> **What needs to be done**: Print the records below exactly, and do not carry over any picture.

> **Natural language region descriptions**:
***

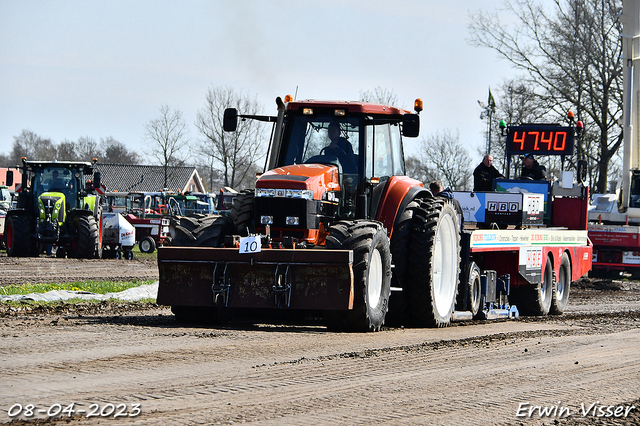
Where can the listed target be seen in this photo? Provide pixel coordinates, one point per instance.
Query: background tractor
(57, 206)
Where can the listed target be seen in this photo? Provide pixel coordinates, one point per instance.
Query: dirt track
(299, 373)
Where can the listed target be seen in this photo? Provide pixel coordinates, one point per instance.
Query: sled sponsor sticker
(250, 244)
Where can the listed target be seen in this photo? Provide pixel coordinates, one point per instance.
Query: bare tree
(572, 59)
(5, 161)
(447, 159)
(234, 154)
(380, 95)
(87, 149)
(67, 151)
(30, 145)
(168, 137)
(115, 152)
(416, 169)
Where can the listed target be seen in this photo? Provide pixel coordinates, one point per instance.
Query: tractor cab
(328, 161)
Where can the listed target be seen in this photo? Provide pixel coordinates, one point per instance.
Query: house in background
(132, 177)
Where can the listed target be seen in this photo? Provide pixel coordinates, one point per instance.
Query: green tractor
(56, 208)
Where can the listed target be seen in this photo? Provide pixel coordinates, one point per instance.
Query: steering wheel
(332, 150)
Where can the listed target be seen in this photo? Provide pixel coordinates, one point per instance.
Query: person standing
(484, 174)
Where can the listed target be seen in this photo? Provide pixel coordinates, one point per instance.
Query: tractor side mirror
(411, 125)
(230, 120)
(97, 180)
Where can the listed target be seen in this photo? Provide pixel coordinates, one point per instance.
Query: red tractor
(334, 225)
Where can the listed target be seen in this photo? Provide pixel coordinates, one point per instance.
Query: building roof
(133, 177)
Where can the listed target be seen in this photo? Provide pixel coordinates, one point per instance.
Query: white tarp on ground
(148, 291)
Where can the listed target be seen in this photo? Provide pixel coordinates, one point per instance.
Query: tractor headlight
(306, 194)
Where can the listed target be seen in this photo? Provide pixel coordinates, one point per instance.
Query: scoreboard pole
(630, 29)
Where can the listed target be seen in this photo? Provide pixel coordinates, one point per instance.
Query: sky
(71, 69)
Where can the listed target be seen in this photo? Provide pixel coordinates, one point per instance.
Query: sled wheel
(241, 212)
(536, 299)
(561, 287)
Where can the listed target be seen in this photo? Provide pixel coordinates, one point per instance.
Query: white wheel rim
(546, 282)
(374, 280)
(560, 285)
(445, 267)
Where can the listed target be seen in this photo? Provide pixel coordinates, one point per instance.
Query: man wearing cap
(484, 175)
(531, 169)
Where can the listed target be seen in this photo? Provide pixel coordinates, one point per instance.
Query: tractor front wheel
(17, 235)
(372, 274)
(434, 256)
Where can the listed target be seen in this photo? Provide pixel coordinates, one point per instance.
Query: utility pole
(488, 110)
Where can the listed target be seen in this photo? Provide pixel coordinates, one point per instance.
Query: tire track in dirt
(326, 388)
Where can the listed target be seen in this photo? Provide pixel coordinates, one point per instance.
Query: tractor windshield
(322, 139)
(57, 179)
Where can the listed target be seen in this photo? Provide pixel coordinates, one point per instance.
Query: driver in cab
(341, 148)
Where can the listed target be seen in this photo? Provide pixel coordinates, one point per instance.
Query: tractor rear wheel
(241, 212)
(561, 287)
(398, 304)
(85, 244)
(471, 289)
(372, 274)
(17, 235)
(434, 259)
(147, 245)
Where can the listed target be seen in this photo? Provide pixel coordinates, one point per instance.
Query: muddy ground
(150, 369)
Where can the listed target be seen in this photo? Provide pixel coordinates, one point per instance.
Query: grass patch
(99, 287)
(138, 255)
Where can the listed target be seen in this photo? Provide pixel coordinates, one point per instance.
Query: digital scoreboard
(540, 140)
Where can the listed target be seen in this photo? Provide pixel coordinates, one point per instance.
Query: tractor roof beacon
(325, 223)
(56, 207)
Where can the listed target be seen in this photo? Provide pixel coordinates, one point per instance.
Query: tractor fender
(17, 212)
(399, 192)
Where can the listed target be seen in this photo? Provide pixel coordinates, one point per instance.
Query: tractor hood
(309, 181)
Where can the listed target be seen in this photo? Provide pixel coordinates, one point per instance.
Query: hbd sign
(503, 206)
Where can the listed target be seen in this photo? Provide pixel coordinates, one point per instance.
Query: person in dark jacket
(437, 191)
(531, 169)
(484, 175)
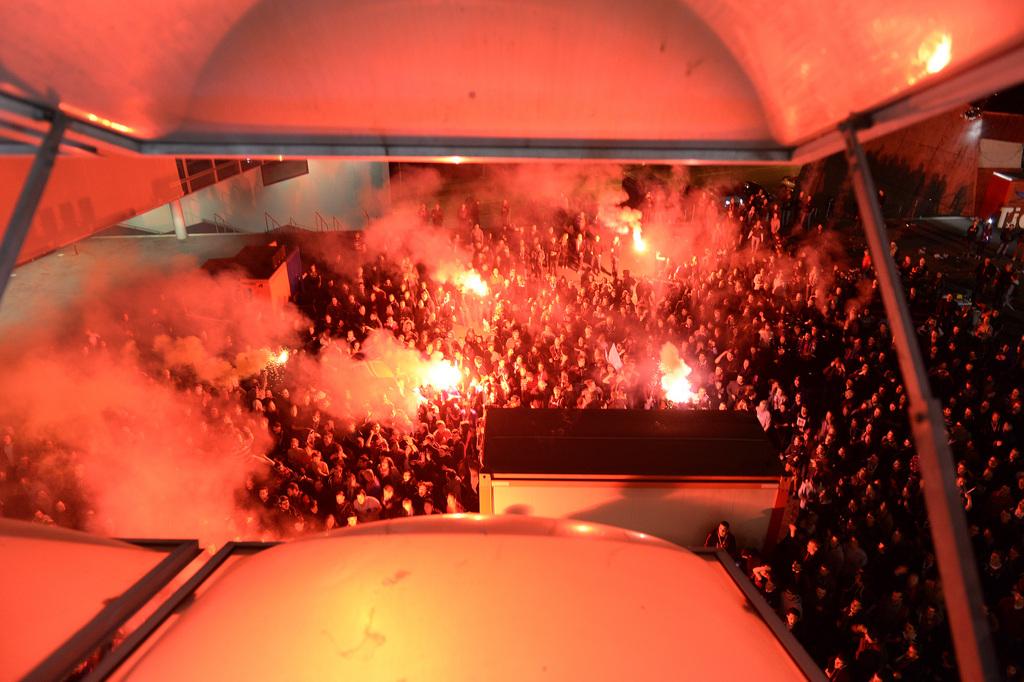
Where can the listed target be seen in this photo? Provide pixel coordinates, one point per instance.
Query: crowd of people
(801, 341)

***

> **Exercise output**:
Where can the listed target be seen in this photo? Provide pixel coordinates, one point per instance.
Query: background tractor
(57, 206)
Where can the listed target be seen in this photo? Provide pixel coordinates, one point per instance.
Query: dirt track
(299, 373)
Where can the listed target be seen in this photo? Provide pixel coordinates, one point per instance.
Query: sled sponsor sticker
(250, 244)
Where can the listed target be seen in this photo? Provide pixel coordinates, one point per instance.
Query: bare tree
(572, 59)
(5, 161)
(447, 159)
(234, 154)
(380, 95)
(87, 149)
(67, 151)
(30, 145)
(168, 137)
(115, 152)
(416, 169)
Where can the listed target be seen in this photo? Provide pixel coordinates, one point per instance.
Query: tractor cab
(328, 161)
Where can the listed target be seen in this photo? Provide pixel coordinates, one point per instance.
Query: house in background
(132, 177)
Where can the listed target be seen in this photo? Provide pixel coordinates, one point per instance.
Query: green tractor
(56, 208)
Where can the listed target be seen in this photo? Provide pixel coordinates, one point per instance.
Query: steering wheel
(332, 150)
Where can the listed target be seen in this photo? Provide pixel coordinates, one point per instance.
Query: person standing
(484, 174)
Where can the listed target be seen in this photo? Provide pixel coordinates, one point per instance.
Query: tractor side mirror
(411, 125)
(230, 120)
(97, 180)
Where can the listed target be seen in this photo? Provide pixel coordinates, one point per instance.
Query: red tractor
(334, 225)
Where can the listed target be seen in this photo? Provide pixel coordinates, one point per instance.
Query: building roof
(133, 177)
Where can the listed target be seen in this photo? Provide pixel coordinates, one point per instance.
Query: white tarp on ground
(148, 291)
Where can the listed target be seen in this photo? Provide pixel coordinates, one point per instance.
Query: tractor headlight
(306, 194)
Where can the listed target be seen in this photo? Provide pixel coordinates, one point per instance.
Query: scoreboard pole
(630, 29)
Where can the listed target be seen in this photo? Provide pixel coordinates, one point per instance.
Query: sky
(71, 69)
Where can the listed target be seen in this photo? Provide pixel coordinates, one point per instance.
Query: sled wheel
(241, 212)
(536, 299)
(561, 287)
Where can the listed target be seen in this photo? Provide pixel coordinates, one point per instance.
Query: white wheel rim
(546, 282)
(374, 280)
(560, 285)
(445, 267)
Where can the listed target be seen in this photo? Provide pixel coordinates, one point per instance.
Query: man wearing cap
(484, 175)
(531, 169)
Where can the listed target be seen in this photo? Provide pixel coordinates, one point per instance.
Query: tractor front wheel
(17, 235)
(372, 274)
(434, 256)
Where can the listed target be seen in this photo? Provide pixel coordinates, one point per instance.
Query: utility pole
(488, 110)
Where can the listed target be seen in this photo? Provide pixel coordinates, one point per instance.
Query: tire track in dirt
(326, 388)
Where can the listed target be seen in this photo? Provide pixel coordinates, one point per instance.
Query: tractor windshield
(322, 139)
(57, 179)
Where can the listed target be seen in this photo? Provide pixel coordinates, one point per instance.
Query: driver in cab
(341, 148)
Where can the listed target be seen in this photo? Provide pixel coordinates, one point per instance.
Query: tractor rear wheel
(241, 212)
(561, 287)
(398, 304)
(85, 244)
(471, 289)
(372, 274)
(17, 235)
(434, 259)
(147, 245)
Where can the listed target be seen in this photo? Provide pixel coordinates, one point per instance.
Query: muddy ground
(150, 369)
Where can the listed target be seen in this photo? Provide pixel coordinates, one point per instance.
Query: grass patch
(99, 287)
(138, 255)
Where can the listed target be seen in this photo? Provide pixel coordinates, one point per instance.
Query: digital scoreboard
(540, 140)
Where can the listed target be seen in this photo? Provide pixel coordinates, one point per instance.
Query: tractor roof beacon
(325, 223)
(56, 207)
Where can the listed target be seen in this photo? Provide pixel coordinates, one point per instance.
Query: tractor fender
(17, 212)
(399, 192)
Where can the listed target be seen in this photo? Provide pixel coordinates, one point per instance.
Query: tractor hood
(309, 181)
Where can the listed target be seen in this photo? Provide pixel coordinates, one point per instance.
Query: hbd sign
(503, 206)
Where can the listed target be seen in this photo? Provide pixel coordinates, one point per instance.
Query: person in dark jacket
(437, 191)
(531, 169)
(484, 175)
Where can the listed target be seen in this photo? Provide pixel coordinates, one point per instance.
Query: crowd of people
(801, 341)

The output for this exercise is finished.